SHORT PROBLEM: Quote the data below word for word and omit the pictures.
--
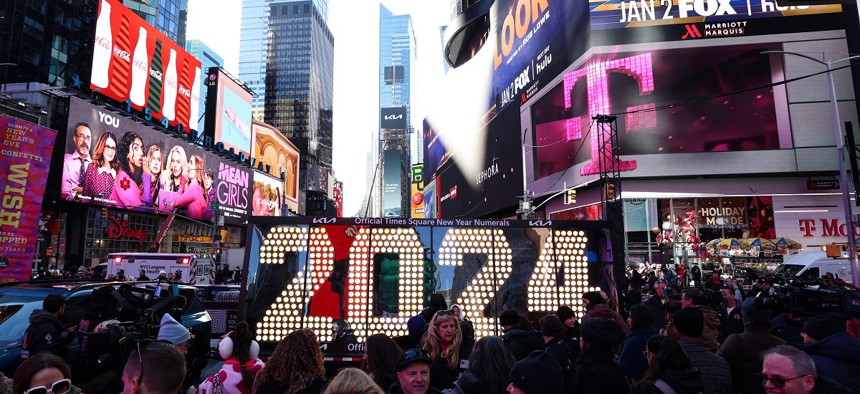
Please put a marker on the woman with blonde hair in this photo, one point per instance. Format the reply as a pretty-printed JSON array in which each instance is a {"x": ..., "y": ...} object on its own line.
[
  {"x": 175, "y": 173},
  {"x": 192, "y": 197},
  {"x": 353, "y": 381},
  {"x": 151, "y": 176},
  {"x": 296, "y": 366},
  {"x": 448, "y": 348}
]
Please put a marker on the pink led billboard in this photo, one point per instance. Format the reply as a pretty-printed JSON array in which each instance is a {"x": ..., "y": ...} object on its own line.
[{"x": 667, "y": 101}]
--
EXERCISE SOLUTION:
Please put a marker on the woman with blonde hair in this photo, one point per instance. Format the reply as a pretty-printed JSON array in which each instance is a {"x": ..., "y": ...} object on its own line.
[
  {"x": 175, "y": 173},
  {"x": 192, "y": 197},
  {"x": 353, "y": 381},
  {"x": 151, "y": 176},
  {"x": 296, "y": 366},
  {"x": 448, "y": 348}
]
Please put a marker on the pink led billboard in this photo, one point per instance. Format the reply as a pretty-printed JSON array in which each instance is a {"x": ..., "y": ...} object on its own line.
[{"x": 667, "y": 101}]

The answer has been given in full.